***** Records to process *****

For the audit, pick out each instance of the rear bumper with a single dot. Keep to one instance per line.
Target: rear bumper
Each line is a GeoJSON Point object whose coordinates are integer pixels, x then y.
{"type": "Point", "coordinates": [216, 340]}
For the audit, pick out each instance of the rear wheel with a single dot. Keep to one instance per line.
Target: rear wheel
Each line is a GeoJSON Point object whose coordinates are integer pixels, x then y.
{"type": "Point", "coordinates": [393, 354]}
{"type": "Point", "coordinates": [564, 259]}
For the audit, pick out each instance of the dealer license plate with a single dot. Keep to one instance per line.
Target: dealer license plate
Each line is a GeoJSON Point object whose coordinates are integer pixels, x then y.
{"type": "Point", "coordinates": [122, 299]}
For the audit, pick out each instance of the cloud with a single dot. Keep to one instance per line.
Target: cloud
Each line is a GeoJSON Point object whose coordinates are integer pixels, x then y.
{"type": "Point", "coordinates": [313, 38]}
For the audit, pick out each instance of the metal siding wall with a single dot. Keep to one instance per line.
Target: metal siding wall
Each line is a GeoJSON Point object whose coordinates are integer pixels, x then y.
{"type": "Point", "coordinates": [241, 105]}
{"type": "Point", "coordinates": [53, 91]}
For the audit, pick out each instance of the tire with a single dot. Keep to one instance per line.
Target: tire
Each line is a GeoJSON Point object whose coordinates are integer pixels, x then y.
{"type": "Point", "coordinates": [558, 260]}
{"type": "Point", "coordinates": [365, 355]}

*****

### What is expected
Rewrite the whole listing above, swapping every "single dot" for "single point" and leaving everything else untouched.

### Answer below
For the audit, pick out each instance of the rear bumper with a single point. Keep to one instance per line.
Target: rear bumper
Each line is a GeoJSON Point object whose coordinates are integer pixels, x then y.
{"type": "Point", "coordinates": [216, 340]}
For the audit, pick out each instance of the rear wheel with a single point. Keep to one instance per line.
Target: rear wheel
Each line is a GeoJSON Point object whose coordinates are integer pixels, x then y.
{"type": "Point", "coordinates": [393, 354]}
{"type": "Point", "coordinates": [564, 259]}
For the audit, pick out each instance of the dealer license plate with a single point. Keep to one instance per line.
Target: dealer license plate
Each line is a GeoJSON Point object whose coordinates are integer pixels, x then y.
{"type": "Point", "coordinates": [122, 299]}
For the audit, pick out each instance of the cloud with a single point. Keep to one instance per line.
Target: cloud
Each line is a GeoJSON Point object whose coordinates are integer pixels, x then y.
{"type": "Point", "coordinates": [313, 38]}
For the audit, pick out each instance of the metal siding wall with a single point. Keep to one instance per line.
Target: metal siding wall
Each line is a GeoJSON Point object whose coordinates are integer pixels, x then y.
{"type": "Point", "coordinates": [241, 105]}
{"type": "Point", "coordinates": [53, 91]}
For the audit, pick out each instance of the tire with a single point. Keep to one instance per line.
Target: tire
Each line is a GeoJSON Point object whose coordinates are integer pixels, x then y.
{"type": "Point", "coordinates": [558, 260]}
{"type": "Point", "coordinates": [365, 355]}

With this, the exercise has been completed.